*EXERCISES TO COMPLETE:*
(1) What keys does the parsed IHDR object list in the PNG-parsing article?
(2) Carry the PNG-parsing article forward from its final sentence.

Parsing PNGs with Node, Part 3
We left off the last post with the image metadata and raw bytes for the pixels.
Here’s the image I’m working against:
And here’s the final output of this post.
The IHDR
chunk fully parsed provides this information:
{
"width": 150,
"height": 200,
"bitDepth": 8,
"colorType": 0,
"compression": 0,
"filter": 0,
"interlace": 0
}
Our new function will take in the metadata and raw pixels like so:
const colorChannelMatrix = {
0: 1,
2: 3,
3: 1,
4: 2,
6: 4,
}
function parsePixels(signature, pixels) {
const { height, width, colorType, bitDepth } = signature
// the product of the colorType and bitDepth determines the bits per pixel
let bitsPerPixel = colorChannelMatrix[colorType] * bitDepth
// using the derived bits per pixel * width, find the bits per row / scanline
let bitsPerRow = bitsPerPixel * width
// finally divide that by 8 to find the bytes per row
let bytesPerRow = Math.ceil(bitsPerRow / 8)
}
Before we get too far into parsing the pixels, let’s go over the image metadata, the raw pixels, and what it all signifies.
The pixels
parameter is a Buffer array, but let’s think about what that means. The buffer is a just a blob of pixels, and just like the chunks of the pixels, nothing signifies the beginning or end of a row. So how do we know when one row of pixels ends and another begins? Let’s get into it!
Let’s start by considering the difference between a single value versus a single pixel. Consider RBG values, such as a baby blue 137, 207, 240
.
In order to apply that blue, we need all three of the numbers in the correct order. After all 240, 137, 207
is compromised of the same values, but is a completely different color!
It’s probably obvious that the individual values are 137
, 207
and 240
, but consider that the binary representation of this color looks like this:
[ 1, 0, 0, 0, 1, 0, 0, 1, 1, 1, 0, 0, 1, 1, 1, 1, 1, 1, 1, 1, 0, 0, 0, 0 ]
And that’s just a single pixel! We talked before about how the byte array of pixels is just a flat blob of bits. Take a high definition photo, it might be 1920 x 1080 pixels or ~2.1 million pixels. Think about that compared to the single pixel array up above, because that’s a lot of data without an obvious place to start or stop! It’s easy to see how getting off by 1 or 2 bits could really change the outcome of our image.
Fortunately, PNGs provide us with everything we need to pull pixels out of this haystack of 0s and 1s. To derive the number of bits in a single pixel, we combine bitDepth
and colorType
. There are 5 different color types, but for the purposes of this blog post, we’ll be focusing on grayscale. (Read more about different color types and their associated bit depths in the spec.)

*INFORMATION SUPPLIED:*

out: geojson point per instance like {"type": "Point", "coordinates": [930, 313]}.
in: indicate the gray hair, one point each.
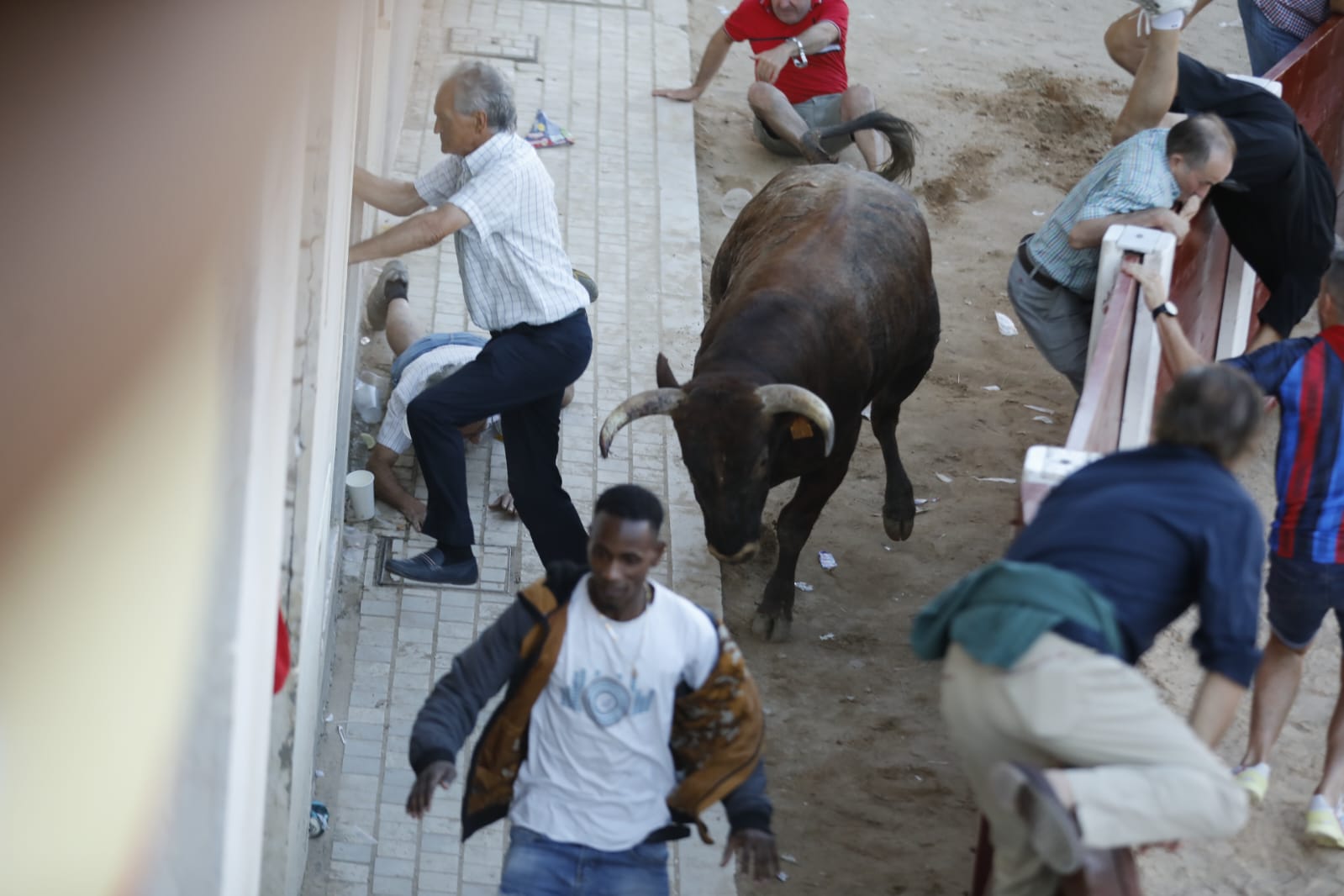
{"type": "Point", "coordinates": [1214, 408]}
{"type": "Point", "coordinates": [479, 87]}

*ANSWERS FOR THE EXERCISE:*
(1) width, height, bitDepth, colorType, compression, filter, interlace

(2)
A Color Type
will only support certain Bit Depths
. Grayscale is represented by two color type codes: 0 and 4. 0 indicates grayscale without transparency (alpha), and 4 indicates grayscale with transparency. Color type 4 supports bit depths of 8 and 16, while Color Type 0 supports all bit depths (1, 2, 4, 8, and 16).
You might be thinking, “ok, that’s interesting, but what does it mean?” Essentially, your colorType
will tell you how many individual values make up a pixel, and your bitDepth
will tell you how many bits make up an individual value.
So using my sample photo as an example:
let bitsPerPixel = colorChannelMatrix[colorType] * bitDepth // 1 * 8
For my image, the color type is 0, which indicates a single numerical value represents each pixel. The bit depth is 8, which indicates we need to parse 8 bits at a time to find the value for each pixel. Now we will use width to determine how many bits are in a row, and then convert that to bytes.
let bitsPerRow = bitsPerPixel * width // 8 * 150
let bytesPerRow = Math.ceil(bitsPerRow / 8) // 1200 / 8
Remember, while the sample image allocates 8 bits per pixel, or exactly one byte, it’s possible for a pixel to be larger or even smaller than a single byte. That’s why we first calculate the pixel size in bits and then convert to bytes.
Now that we know how many bytes are in a row, let’s continue:
function parsePixels(signature, pixels) {
const { height, width, colorType, bitDepth } = signature
// the product of the colorType and bitDepth determines the bits per pixel
let bitsPerPixel = colorChannelMatrix[colorType] * bitDepth
// using the derived bits per pixel * width, find the bits per row / scanline
let bitsPerRow = bitsPerPixel * width
// finally divide that by 8 to find the bytes per row
let bytesPerRow = Math.ceil(bitsPerRow / 8)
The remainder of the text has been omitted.